Collection entries:
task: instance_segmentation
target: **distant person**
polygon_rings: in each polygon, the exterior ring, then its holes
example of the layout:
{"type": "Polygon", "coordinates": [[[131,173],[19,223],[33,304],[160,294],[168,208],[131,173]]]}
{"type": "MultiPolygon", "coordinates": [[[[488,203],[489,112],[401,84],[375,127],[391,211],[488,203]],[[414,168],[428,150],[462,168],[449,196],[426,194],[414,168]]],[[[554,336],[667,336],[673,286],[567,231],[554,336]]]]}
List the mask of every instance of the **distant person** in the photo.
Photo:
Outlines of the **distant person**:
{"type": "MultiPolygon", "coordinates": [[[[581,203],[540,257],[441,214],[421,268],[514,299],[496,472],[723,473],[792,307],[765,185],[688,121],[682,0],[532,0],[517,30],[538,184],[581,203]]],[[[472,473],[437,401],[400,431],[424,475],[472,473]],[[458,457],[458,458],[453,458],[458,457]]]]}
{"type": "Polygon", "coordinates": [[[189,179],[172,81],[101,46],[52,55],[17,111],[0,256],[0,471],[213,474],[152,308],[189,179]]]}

EXERCISE DETAILS:
Up to and including the last line above, starting with the line that contains "List the mask", return each line exactly and nothing else.

RESPONSE FOR THIS EXERCISE:
List the mask of every instance of the **distant person** in the photo.
Photo:
Outlines of the **distant person**:
{"type": "MultiPolygon", "coordinates": [[[[581,203],[540,257],[441,214],[421,268],[514,299],[496,472],[723,473],[792,307],[765,185],[688,121],[682,0],[532,0],[517,30],[538,184],[581,203]]],[[[472,473],[437,401],[400,431],[424,475],[472,473]],[[458,457],[458,458],[453,458],[458,457]]]]}
{"type": "Polygon", "coordinates": [[[189,179],[172,81],[101,46],[52,55],[17,111],[0,256],[0,471],[213,474],[152,308],[189,179]]]}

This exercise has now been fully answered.